* [Selected passage]
[Versions of this review were originally published in The Land Rights Letter, December 1995 and The Downeast Coastal Press, January 16, 1996.]
With the latest environmentalist assaults on the people of Downeast Maine -- in the form of "endangered species" listings, plans for greenline "zoning" and massive government land acquisition, and a campaign to strangle the forestry, blueberry and salmon pen industries -- Alston Chase's book on environmentalism couldn't have come too soon. In a Dark Wood -- The Fight over Forests and the Rising Tyranny of Ecology, should be read by everyone concerned with environmentalist policies and impositions.
In a Dark Wood is a highly readable and well-documented account of the origins of environmentalist concepts and values and their role in the corruption of contemporary American science and culture, all explored in the context of what Chase calls: "the fight over old growth forests and threatened species in the Pacific Northwest -- the biggest preservation conflict in history in terms of area size, economic cost, and number of human lives affected."
Pay attention because it's coming to Maine. As Audubon lobbyist Brock Evans, now head of the National Endangered Species Coalition in Washington, DC, said a few years ago: "There are some very distinct similarites between the emerging, what I'll call the Northern Forest Lands Campaign -- which is happening in northern New England right now, and if I have anything to say about it form my national perspective, it will be an even bigger campaign in the next few years than the ancient forest campaign we're just going through right now in the Pacific Northwest."

Excerpts of pointing data
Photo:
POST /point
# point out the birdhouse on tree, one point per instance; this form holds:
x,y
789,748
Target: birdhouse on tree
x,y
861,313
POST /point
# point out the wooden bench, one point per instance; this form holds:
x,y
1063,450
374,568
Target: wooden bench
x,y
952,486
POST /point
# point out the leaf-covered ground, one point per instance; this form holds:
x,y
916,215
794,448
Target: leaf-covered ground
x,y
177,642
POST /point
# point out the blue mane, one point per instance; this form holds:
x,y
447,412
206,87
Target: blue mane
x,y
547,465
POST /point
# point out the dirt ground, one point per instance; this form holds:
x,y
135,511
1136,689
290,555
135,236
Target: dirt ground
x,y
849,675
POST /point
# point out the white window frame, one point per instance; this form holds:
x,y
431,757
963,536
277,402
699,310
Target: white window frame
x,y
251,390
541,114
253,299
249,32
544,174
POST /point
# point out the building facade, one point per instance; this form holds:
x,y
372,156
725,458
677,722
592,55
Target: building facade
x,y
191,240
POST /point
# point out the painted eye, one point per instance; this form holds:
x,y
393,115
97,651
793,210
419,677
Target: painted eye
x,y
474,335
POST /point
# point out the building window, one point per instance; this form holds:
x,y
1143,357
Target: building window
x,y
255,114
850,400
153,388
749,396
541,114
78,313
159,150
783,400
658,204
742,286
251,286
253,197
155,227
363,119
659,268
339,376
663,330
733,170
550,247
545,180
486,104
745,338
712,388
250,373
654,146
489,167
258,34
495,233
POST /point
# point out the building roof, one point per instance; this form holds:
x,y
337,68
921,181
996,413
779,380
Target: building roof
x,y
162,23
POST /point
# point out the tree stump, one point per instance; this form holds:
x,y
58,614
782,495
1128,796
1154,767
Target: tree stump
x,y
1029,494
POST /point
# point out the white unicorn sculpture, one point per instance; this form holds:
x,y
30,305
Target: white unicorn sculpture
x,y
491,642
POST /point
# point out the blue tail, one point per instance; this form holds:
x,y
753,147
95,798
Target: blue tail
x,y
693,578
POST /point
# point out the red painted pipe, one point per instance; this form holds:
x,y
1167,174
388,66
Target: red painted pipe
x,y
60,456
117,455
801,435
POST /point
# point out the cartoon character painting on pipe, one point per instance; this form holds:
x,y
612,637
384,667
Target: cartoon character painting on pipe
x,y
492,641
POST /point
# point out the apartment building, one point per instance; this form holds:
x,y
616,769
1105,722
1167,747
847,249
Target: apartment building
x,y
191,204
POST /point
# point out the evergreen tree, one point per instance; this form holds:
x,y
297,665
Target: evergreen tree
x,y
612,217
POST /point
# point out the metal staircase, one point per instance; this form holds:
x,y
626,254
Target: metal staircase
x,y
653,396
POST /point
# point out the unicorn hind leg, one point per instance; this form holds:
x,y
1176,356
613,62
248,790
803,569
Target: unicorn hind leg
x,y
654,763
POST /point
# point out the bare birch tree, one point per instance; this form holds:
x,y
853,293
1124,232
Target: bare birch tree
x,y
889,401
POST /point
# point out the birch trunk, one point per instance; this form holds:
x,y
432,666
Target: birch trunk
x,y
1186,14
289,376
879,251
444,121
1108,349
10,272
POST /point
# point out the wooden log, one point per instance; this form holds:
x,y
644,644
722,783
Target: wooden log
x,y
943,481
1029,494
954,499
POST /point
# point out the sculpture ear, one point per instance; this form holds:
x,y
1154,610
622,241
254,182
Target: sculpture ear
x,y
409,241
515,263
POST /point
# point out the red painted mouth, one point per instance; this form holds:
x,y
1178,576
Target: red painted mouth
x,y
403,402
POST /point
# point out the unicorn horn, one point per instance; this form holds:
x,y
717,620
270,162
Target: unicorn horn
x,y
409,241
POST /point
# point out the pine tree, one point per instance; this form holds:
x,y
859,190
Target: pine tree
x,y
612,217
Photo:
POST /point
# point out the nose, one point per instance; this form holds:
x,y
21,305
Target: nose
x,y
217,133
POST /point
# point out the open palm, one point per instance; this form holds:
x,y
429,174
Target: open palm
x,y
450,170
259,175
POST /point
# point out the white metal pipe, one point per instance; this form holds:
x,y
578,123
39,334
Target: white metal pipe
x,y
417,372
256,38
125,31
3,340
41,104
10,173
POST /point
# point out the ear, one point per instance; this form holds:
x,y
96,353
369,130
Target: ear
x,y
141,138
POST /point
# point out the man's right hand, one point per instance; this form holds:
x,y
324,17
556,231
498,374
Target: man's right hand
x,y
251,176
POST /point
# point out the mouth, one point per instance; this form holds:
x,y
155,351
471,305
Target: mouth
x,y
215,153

* [Required work]
- 1) Update the review of In a Dark Wood starting at "[Versions of this" and ending at "policies and impositions.", replacing "book" with "volume".
- 2) Continue the review of In a Dark Wood from where it stops.

* [Results by task]
- 1)
[Versions of this review were originally published in The Land Rights Letter, December 1995 and The Downeast Coastal Press, January 16, 1996.]
With the latest environmentalist assaults on the people of Downeast Maine -- in the form of "endangered species" listings, plans for greenline "zoning" and massive government land acquisition, and a campaign to strangle the forestry, blueberry and salmon pen industries -- Alston Chase's volume on environmentalism couldn't have come too soon. In a Dark Wood -- The Fight over Forests and the Rising Tyranny of Ecology, should be read by everyone concerned with environmentalist policies and impositions.

- 2)
Chase's book is about fundamental concepts, but it reads with the drama of a well-written novel as it shows how ideas played out in the tragic history of the anti-man preservationist takeover of the rural northwest over the last few decades. It shows explicitly the role that environmentalist philosophical premises and values have played in the goals, tactics and rationalizations of environmentalist militant activists, "mainstream" organizations, foundation funding, academic research (mostly government supported), court decisions -- and ultimately -- entrenched national government policy.
Dark Wood must be read if you want to understand:
Origins of Environmentalist Ideology
- Why and how the environmentalist movement for preservationism radically differs from most American's desire for a clean environment and aesthetically pleasing natural areas;
- Why appeals to property rights have no meaning to environmentalists bent on "saving" something.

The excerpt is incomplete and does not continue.